-- START Source --
[R] Variance and Covariance Matrix D and R in nlme or lme4 part II [Please]

[Alexandre Galvão Patriota]

Hi Douglas, I need to find the matrix V=ZDZ'+R, for
example:

require(nlme)
data(Orthodont)
attach(Orthodont)
fm1 <- lme(distance ~ age + Sex, data =
Orthodont,random=~age)
X<-model.matrix(distance ~ age + Sex)
Z<-model.matrix(distance ~ age + Subject -1)
D<-diag(ncol(Z))
cova<-VarCorr(fm1,rdig=7)
D[,1]<-D[1,]<-as.numeric(cova[2,3])*as.numeric(cova[1,2])*as.numeric(cova[2,2])
diag(D)<-c(as.numeric(cova[1,1]),rep(as.numeric(cova[2,1]),
27))
se2<-summary(fm1)$sigma^2
V<-Z%*%D%*%t(Z) + se2*diag(108)

Is It right?? I compared a function vcov(fm1) with
solve(t(X)%*%solve(V)%*%X). Could you give me a hint
on why the two functions are giving incompatible
results?

thank you in advance for your help


 --- Douglas Bates <bates at stat.wisc.edu> escreveu: 
> Alexandre Galvão Patriota wrote:
> > The model is Y = XB + Zg + e
> > 
> > where
> > 
> > g~N(0, D)
> > 
> > e~N(0, R)
> > 
> > How to extract the VAR(g)= D, VAR(e)=R and
> V=ZDZ'+R?
> > 
> > thanks
> 
> The VarCorr function can provide D.
> 
>
-- END Source --
→ What to work on
A) Update the forum thread on the nlme variance matrices by giving it again from "require(nlme)" up to and including "D<-diag(ncol(Z))", with "Orthodont" replaced by "MyData".
B) In the forum thread on the nlme variance matrices, which function does Douglas Bates say can provide D?
C) Translate this sentence from the forum thread on the nlme variance matrices into Spanish: "Could you give me a hint on why the two functions are giving incompatible results?"
-- START Recorded information --
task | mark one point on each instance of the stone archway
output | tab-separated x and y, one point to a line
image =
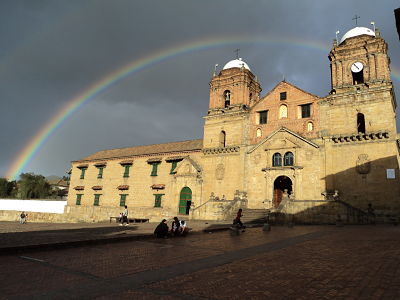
-- END Recorded information --
→ Responses per task
A)
require(nlme)
data(MyData)
attach(MyData)
fm1 <- lme(distance ~ age + Sex, data =
MyData,random=~age)
X<-model.matrix(distance ~ age + Sex)
Z<-model.matrix(distance ~ age + Subject -1)
D<-diag(ncol(Z))

B) The VarCorr function.

C) ¿Podrías darme una pista de por qué las dos funciones están dando resultados incompatibles?